> READING PASSAGE
-- Opening Marker --
A cherub brings the news of the king's death to St. Peter, and George III then arrives accompanied by Lucifer, the archangel Michael and an angelic host. Lucifer claims him for Hell, portraying him as a friend of tyrants and an enemy of liberty: "He ever warr'd with freedom and the free". In support of this view, Lucifer calls John Wilkes's shade as witness, who however declines to give evidence against the king, claiming that his ministers were more to blame. The soul of the pseudonymous pamphleteer Junius is then summoned, and on being asked for his opinion of king George, replies "I loved my country, and I hated him." Lastly the demon Asmodeus produces Robert Southey himself, whom he has abducted from his earthly home. Southey gives an account of his own history, which Byron thus summarises:

He had written praises of a regicide;
    He had written praises of all kings whatever;
He had written for republics far and wide,
    And then against them bitterer than ever;
For pantisocracy he once had cried
    Aloud, a scheme less moral than 't was clever;
Then grew a hearty anti-jacobin—
Had turn'd his coat—and would have turn'd his skin.

— Stanza XCVII (lines 769–776)

Southey then begins reading from his Vision of Judgement, but before he has got further than the first few lines the angels and devils flee in disgust, and St. Peter knocks the poet down so that he falls back to Derwent Water:

He first sank to the bottom—like his works,
    But soon rose to the surface—like himself;
For all corrupted things are buoy'd like corks,
    By their own rottenness[...]

— Stanza CV (lines 833–836)

George III meanwhile takes advantage of the confusion to slip into Heaven unnoticed, and begins practising the hundredth psalm.
-- Closing Marker --
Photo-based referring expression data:
-- Opening Marker --
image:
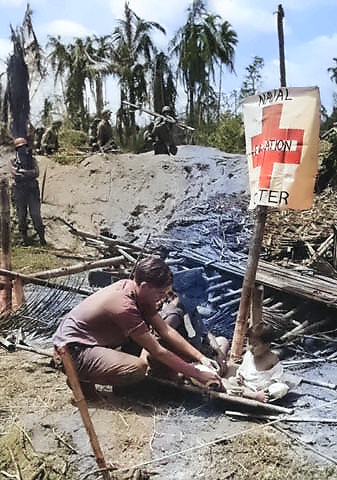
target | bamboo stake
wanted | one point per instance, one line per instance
(5, 253)
(248, 284)
(213, 395)
(257, 304)
(83, 408)
(44, 283)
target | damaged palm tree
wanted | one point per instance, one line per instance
(18, 92)
(22, 65)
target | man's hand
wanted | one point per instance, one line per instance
(211, 364)
(207, 377)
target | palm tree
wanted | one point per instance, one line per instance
(99, 54)
(333, 71)
(199, 45)
(72, 62)
(132, 56)
(164, 90)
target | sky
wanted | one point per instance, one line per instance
(310, 34)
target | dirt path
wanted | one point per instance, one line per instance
(145, 434)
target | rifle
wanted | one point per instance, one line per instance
(158, 115)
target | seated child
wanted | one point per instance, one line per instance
(260, 376)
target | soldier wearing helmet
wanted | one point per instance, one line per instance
(25, 171)
(162, 133)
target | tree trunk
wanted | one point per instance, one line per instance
(5, 254)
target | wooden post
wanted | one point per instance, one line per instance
(83, 408)
(256, 242)
(334, 255)
(280, 17)
(248, 284)
(257, 305)
(5, 254)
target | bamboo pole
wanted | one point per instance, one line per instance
(5, 253)
(83, 408)
(248, 284)
(79, 267)
(22, 279)
(241, 324)
(240, 402)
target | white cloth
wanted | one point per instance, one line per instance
(258, 380)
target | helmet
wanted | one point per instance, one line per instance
(106, 114)
(166, 109)
(19, 142)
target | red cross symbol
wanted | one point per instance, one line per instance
-- Closing Marker --
> WHAT TO WORK ON
In the passage about George III's judgment at the gate of Heaven, why does Southey rise to the surface of Derwent Water after first sinking to the bottom?

> EXERCISE OUTPUT
According to the quoted lines, all corrupted things are buoyed up like corks by their own rottenness. Southey rises "like himself" because of that.